> **WHAT IS BEING ASKED**:
Once the pictures are removed, restate the listing word for word.

> **INPUT MATERIAL**:
▶

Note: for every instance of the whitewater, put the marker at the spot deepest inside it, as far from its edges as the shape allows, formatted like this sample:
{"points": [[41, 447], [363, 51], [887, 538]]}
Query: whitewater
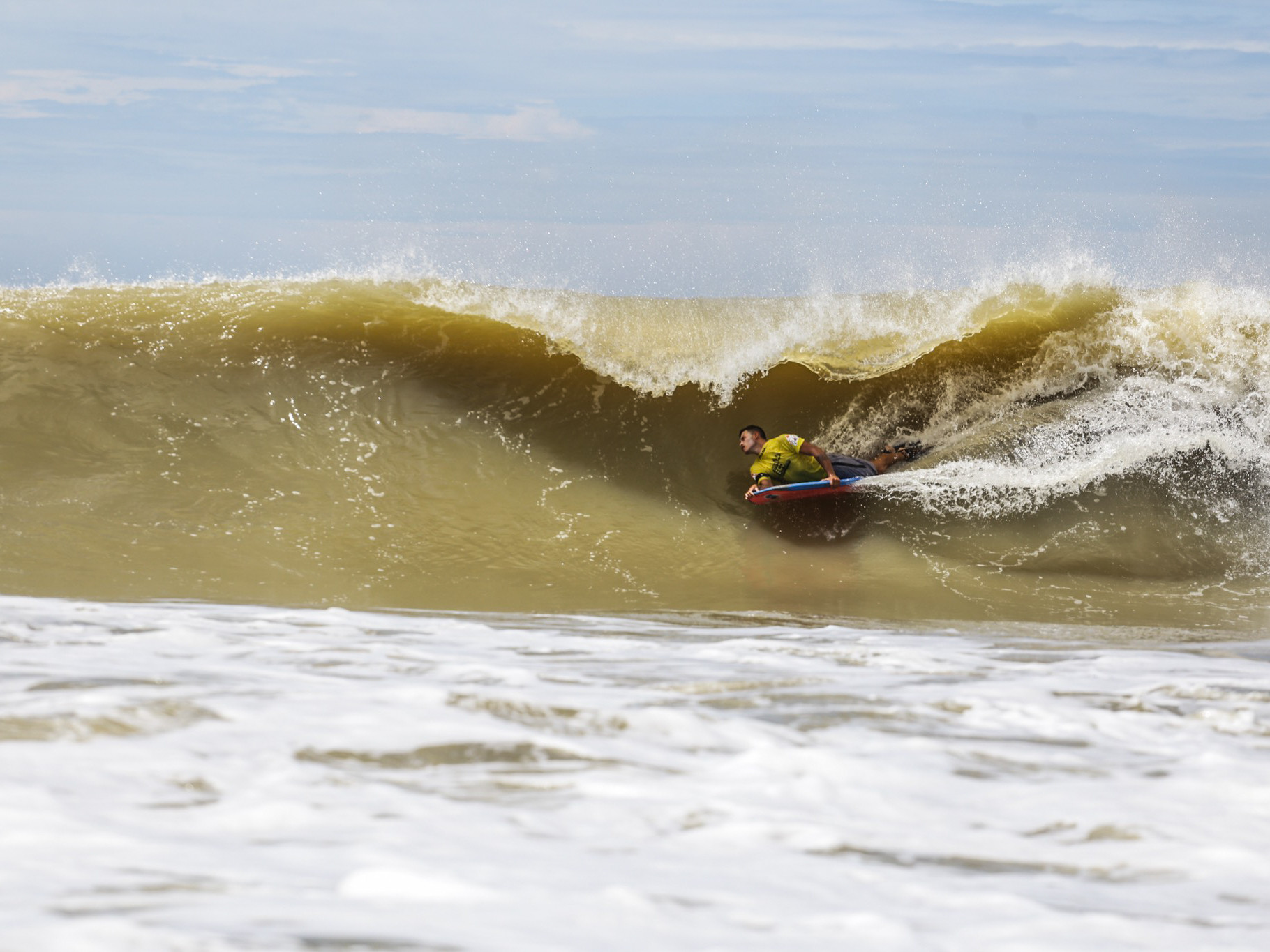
{"points": [[364, 612]]}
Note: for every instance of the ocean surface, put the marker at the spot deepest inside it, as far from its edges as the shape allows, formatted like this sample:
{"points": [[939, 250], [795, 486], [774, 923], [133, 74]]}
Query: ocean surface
{"points": [[365, 612]]}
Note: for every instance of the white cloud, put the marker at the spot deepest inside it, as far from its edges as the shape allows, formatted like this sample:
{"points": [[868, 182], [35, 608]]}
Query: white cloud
{"points": [[529, 123], [248, 70], [22, 88], [830, 36]]}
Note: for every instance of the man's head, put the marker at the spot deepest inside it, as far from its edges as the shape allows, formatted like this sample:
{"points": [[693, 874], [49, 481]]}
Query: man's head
{"points": [[752, 439]]}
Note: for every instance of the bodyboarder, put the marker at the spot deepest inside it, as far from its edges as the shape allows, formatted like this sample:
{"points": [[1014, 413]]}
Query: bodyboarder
{"points": [[790, 458]]}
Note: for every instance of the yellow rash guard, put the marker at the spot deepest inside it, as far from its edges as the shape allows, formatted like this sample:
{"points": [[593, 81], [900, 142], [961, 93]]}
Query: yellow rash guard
{"points": [[783, 462]]}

◀

> **ANSWER BOX**:
Note: for every instance of the whitewater, put the marker at the spot deepest inside it, as far from its edges as the shape allows, formatted like this sample:
{"points": [[41, 447], [363, 51], [887, 538]]}
Query: whitewater
{"points": [[364, 612]]}
Note: for every instance of the ocean surface, put the marker at the spot deepest inside it, as far from its edges as the shape allows, formatted like this sample:
{"points": [[939, 250], [795, 486], [774, 923], [133, 74]]}
Query: ocean surface
{"points": [[365, 612]]}
Note: for every instance of the white cloud, put the marker at the spot deepest inside it, as far from its edges as the shape allows, formatted like this sample:
{"points": [[868, 182], [35, 608]]}
Query: white cloud
{"points": [[529, 123], [248, 70], [22, 88], [830, 36]]}
Note: for every instance of the man's head, put the marker at the spot deepest inside it, as far from its edges as the shape allows, formatted like this sample:
{"points": [[693, 874], [49, 481]]}
Query: man's head
{"points": [[752, 439]]}
Note: for every instance of the bodyboarder, put the marker at the spot deepest inside it, as far from its edges as the shape allows, formatted like this sample:
{"points": [[1014, 413]]}
Query: bodyboarder
{"points": [[790, 458]]}
Note: for every instance of the yellow rash guard, put the marker at the spot deepest inside it, as far from its edges as the shape allows, formatted like this sample:
{"points": [[593, 81], [900, 142], [961, 93]]}
Query: yellow rash guard
{"points": [[783, 462]]}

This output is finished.